[OBJECTIF] Modifiez la liste en remplaçant « poinsettia » par « hortensia », puis recopiez-la sans rien changer d'autre.

[DONNÉES]
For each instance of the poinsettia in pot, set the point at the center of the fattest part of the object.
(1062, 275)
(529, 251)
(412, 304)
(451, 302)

[CORRIGÉ]
For each instance of the hortensia in pot, set the point at the center of the fattest part of the object.
(1062, 275)
(529, 251)
(412, 304)
(451, 302)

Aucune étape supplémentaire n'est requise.